* **WHAT IS NEEDED**
Reproduce the data below exactly. Skip the pictures.

* **DATA EXCERPTS**
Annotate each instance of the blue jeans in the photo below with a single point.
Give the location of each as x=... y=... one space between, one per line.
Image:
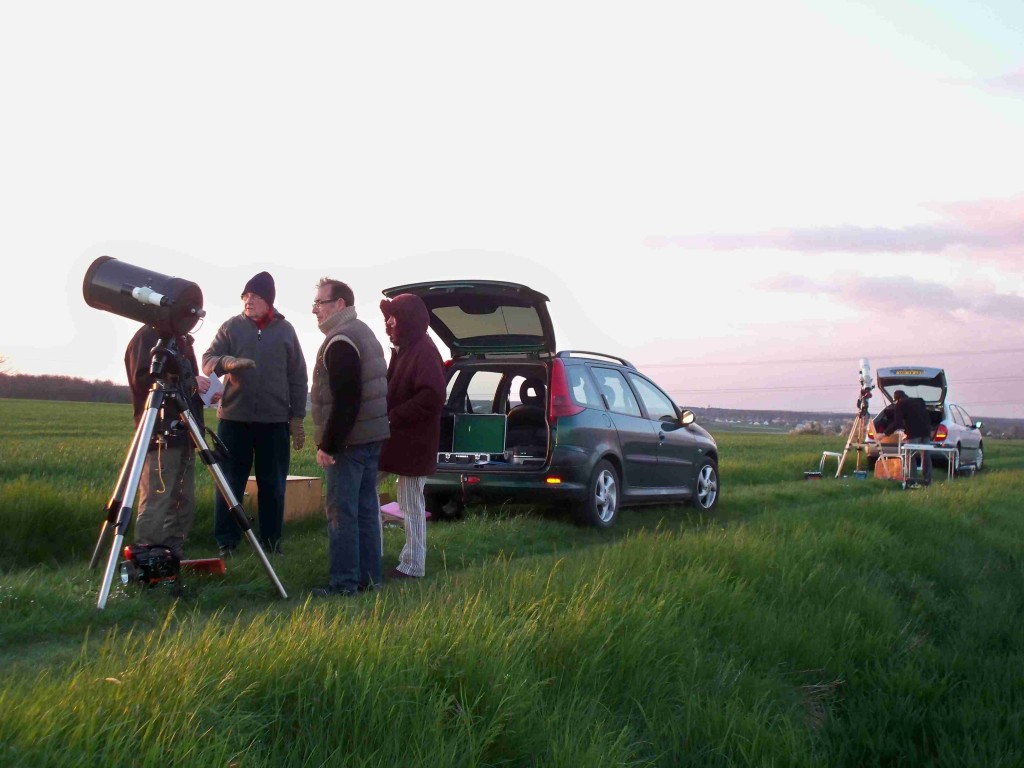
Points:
x=353 y=517
x=265 y=445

* **TASK RESULT**
Annotate each instance of the blue jeans in the photo below with a single point.
Give the location of each as x=... y=... one space between, one per line.
Image:
Points:
x=353 y=517
x=265 y=445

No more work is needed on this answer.